Repeat the entries below word for word, though any picture in them should be dropped.

(Extracted material)

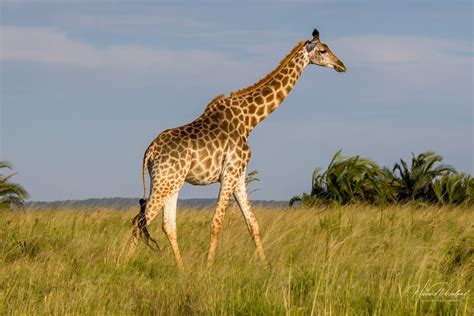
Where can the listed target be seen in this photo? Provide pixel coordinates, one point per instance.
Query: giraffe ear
(310, 46)
(315, 33)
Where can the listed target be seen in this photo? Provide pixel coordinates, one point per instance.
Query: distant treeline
(355, 179)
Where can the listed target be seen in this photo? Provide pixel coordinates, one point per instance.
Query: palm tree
(11, 194)
(416, 182)
(347, 180)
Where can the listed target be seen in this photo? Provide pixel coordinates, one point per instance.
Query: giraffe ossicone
(214, 148)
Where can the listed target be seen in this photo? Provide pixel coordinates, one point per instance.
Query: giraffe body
(214, 148)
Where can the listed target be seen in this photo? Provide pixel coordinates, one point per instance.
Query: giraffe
(214, 148)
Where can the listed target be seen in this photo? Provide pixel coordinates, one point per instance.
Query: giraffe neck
(259, 103)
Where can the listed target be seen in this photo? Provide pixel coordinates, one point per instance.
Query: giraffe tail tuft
(140, 221)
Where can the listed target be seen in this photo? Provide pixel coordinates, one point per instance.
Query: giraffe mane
(210, 105)
(217, 98)
(270, 75)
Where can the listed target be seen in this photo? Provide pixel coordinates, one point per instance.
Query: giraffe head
(320, 54)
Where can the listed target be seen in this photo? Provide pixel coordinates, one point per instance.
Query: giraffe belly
(201, 176)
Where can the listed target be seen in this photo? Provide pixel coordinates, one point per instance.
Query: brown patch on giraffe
(280, 95)
(269, 76)
(267, 91)
(254, 121)
(259, 100)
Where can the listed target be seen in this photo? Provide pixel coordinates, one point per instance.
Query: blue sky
(86, 85)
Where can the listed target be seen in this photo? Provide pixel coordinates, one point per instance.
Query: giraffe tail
(140, 222)
(140, 219)
(146, 157)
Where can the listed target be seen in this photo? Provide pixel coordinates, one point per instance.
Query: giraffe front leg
(240, 194)
(227, 187)
(169, 227)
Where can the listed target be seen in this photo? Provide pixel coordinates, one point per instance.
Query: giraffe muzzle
(339, 67)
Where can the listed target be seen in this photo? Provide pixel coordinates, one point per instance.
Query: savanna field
(338, 260)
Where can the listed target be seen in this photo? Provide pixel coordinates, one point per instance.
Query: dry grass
(342, 260)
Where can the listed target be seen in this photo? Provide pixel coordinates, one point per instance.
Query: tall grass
(348, 260)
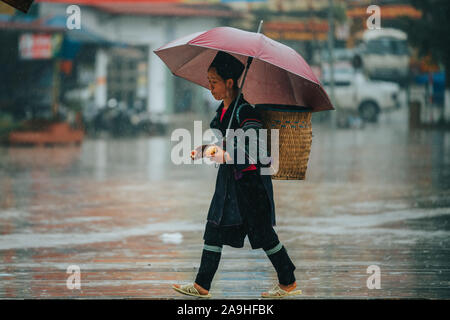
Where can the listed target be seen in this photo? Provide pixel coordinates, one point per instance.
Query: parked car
(353, 91)
(384, 54)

(End Extracted material)

Response area =
Where can the listed target be seen in this photo? Provide pixel coordinates, one point per instance.
Query: giraffe ear
(310, 46)
(315, 33)
Where can the listed target be seen in this photo? Provide pixel coordinates, one point per instance.
Query: distant treeline
(355, 179)
Where can the listed target be seen in this photo? Provide pixel coordinates, one point per instance.
Query: palm tree
(11, 194)
(416, 182)
(347, 180)
Where can the listed target be seen in this photo? Provide pixel coordinates, one point per instance.
Query: giraffe ossicone
(214, 148)
Where can the listed target be seen in this photo? Provide pixel coordinates, one point per instance.
Query: giraffe body
(214, 148)
Where can the listed target be seen in this photo? Provide pixel coordinates, one point per instance.
Query: giraffe
(214, 148)
Where can the listed target be seen in this photo? Provide pixel coordinates, one point per instance.
Query: giraffe neck
(259, 103)
Where can the listed target be seen in this photo? Provide pixel coordinates, one point per instance.
Query: giraffe tail tuft
(140, 221)
Where can the listed target be seen in this photo? Provide pixel coordinates, one point per instance.
Query: giraffe mane
(210, 105)
(217, 98)
(270, 75)
Where can the listed target be seen in this photo? Provide pixel coordinates, one point per instance.
Query: giraffe head
(320, 54)
Where can the listed target be seen in this photo? Provide pixel coordinates, one point per instance.
Query: giraffe belly
(201, 176)
Where can the listed target be seen in this photo? Provide pixel coordinates, one point per instance.
Query: brown patch on giraffe
(280, 95)
(269, 76)
(267, 91)
(254, 121)
(259, 100)
Where can the listed target be seen in this photo? Provide pixel coordinates, one point per instance.
Query: blue sky
(86, 85)
Where can the listed target be seen in this photo? Provide pixel coordinates, one point per instance.
Query: giraffe tail
(140, 222)
(140, 219)
(146, 157)
Where can the listed target be seen in this photo? Provide pixel coordinates, one point per instance.
Query: giraffe front leg
(240, 194)
(227, 187)
(169, 227)
Where can the listed target be seen in this photo? Provide pixel coordinates, one point per instance.
Query: giraffe muzzle
(339, 67)
Where can the listed target be seen in this photo? Provide pixel coordinates, one point per instance.
Query: savanna field
(338, 260)
Where can the listed target be seen in this photo? Provide pixel coordinates, one point per instance.
Query: dry grass
(342, 260)
Where can the listed target be seen in this photo? Provide pixel coordinates, one point per instance.
Query: tall grass
(348, 260)
Where can the listed target be seen in this photo? Provide pixel coordinates, one point per instance.
Query: parked car
(353, 91)
(384, 54)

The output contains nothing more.